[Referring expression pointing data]
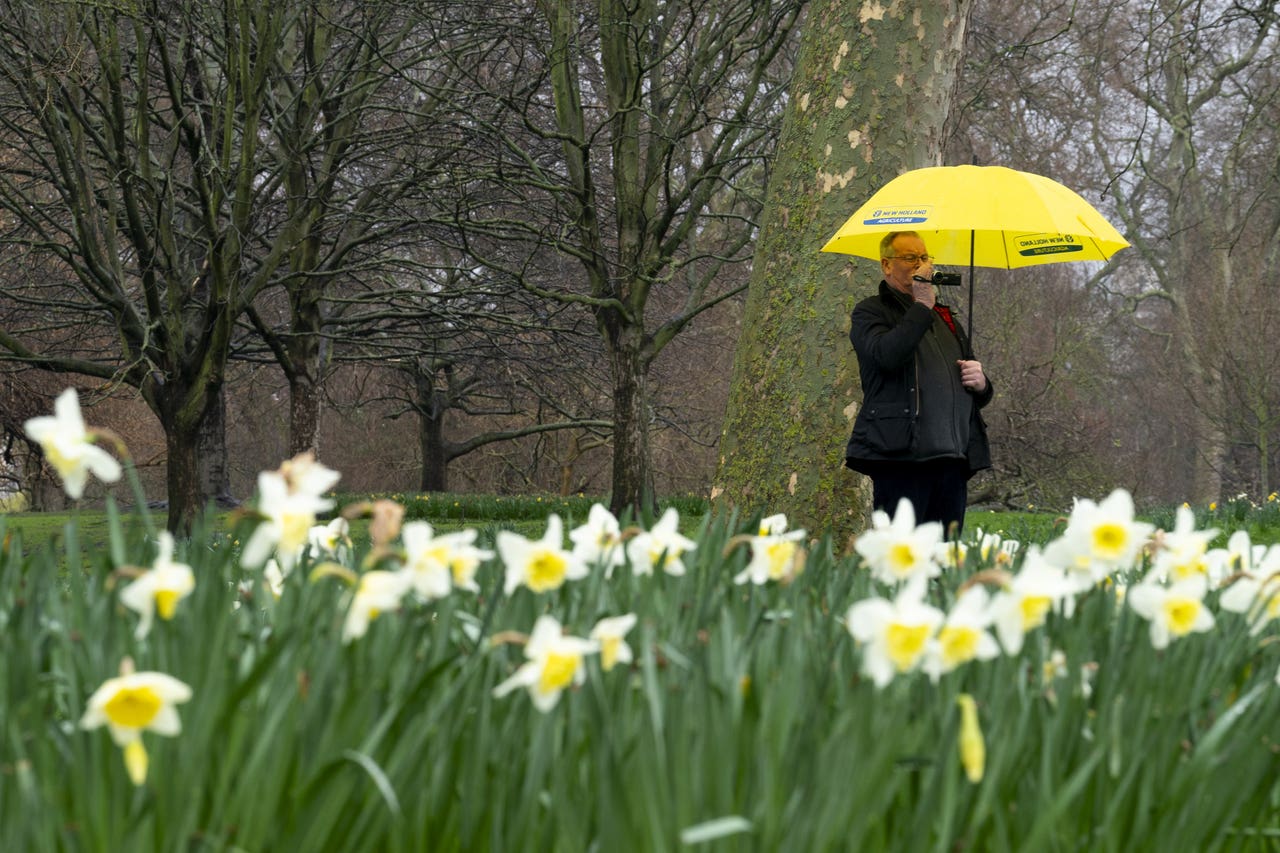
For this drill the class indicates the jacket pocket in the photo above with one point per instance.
(890, 428)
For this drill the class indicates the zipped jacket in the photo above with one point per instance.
(914, 407)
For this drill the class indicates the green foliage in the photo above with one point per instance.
(743, 723)
(489, 509)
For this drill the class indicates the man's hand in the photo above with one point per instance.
(972, 375)
(923, 291)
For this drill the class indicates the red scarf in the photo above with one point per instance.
(945, 313)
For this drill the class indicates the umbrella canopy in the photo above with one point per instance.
(982, 215)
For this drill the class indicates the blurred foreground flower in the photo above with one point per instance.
(973, 748)
(332, 539)
(609, 633)
(1256, 597)
(1183, 551)
(539, 564)
(896, 550)
(135, 702)
(160, 588)
(661, 547)
(964, 635)
(69, 447)
(894, 634)
(554, 664)
(376, 592)
(599, 541)
(1028, 598)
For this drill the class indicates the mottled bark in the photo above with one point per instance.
(868, 101)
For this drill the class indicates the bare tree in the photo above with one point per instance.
(869, 99)
(634, 144)
(172, 162)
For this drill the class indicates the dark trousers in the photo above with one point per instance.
(938, 491)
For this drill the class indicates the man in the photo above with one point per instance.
(918, 433)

| What you should do |
Every line above goes into your copy exactly; no images go in.

| Result of the exercise |
For this drill the class indicates the jacket pocket in the photo above with one point per instance.
(890, 428)
For this drill the class indicates the zipped jacket in the photo above with one point per instance.
(914, 407)
For this drill the class indicates the green foliage in the photo above with one point per instance.
(743, 723)
(489, 509)
For this drill the class indicates the man's hand in the photo above with one point per instance.
(972, 375)
(923, 291)
For this drill the class indicates the red scarf in the photo above with one point per instance.
(945, 313)
For this drill the class indicates the umbrella canopy in the photo above with one point per instance.
(982, 215)
For this drill the class indicates the blurred foreground flower in the photo above with one point per instance.
(973, 748)
(332, 539)
(609, 633)
(1256, 597)
(1183, 551)
(539, 564)
(896, 550)
(135, 702)
(160, 588)
(661, 547)
(964, 635)
(69, 447)
(894, 634)
(554, 664)
(376, 592)
(599, 541)
(1028, 598)
For this drill the class indicates the mottled bark in the photo above with one point per instance.
(868, 101)
For this drill the class indicates the bare tree in the photo above with one point per instance.
(869, 99)
(634, 144)
(172, 162)
For this drill the class indicates the dark trousers in the photo above with one point per instance.
(938, 491)
For this drill the class indicates the man in the photo above with one point per instance.
(918, 433)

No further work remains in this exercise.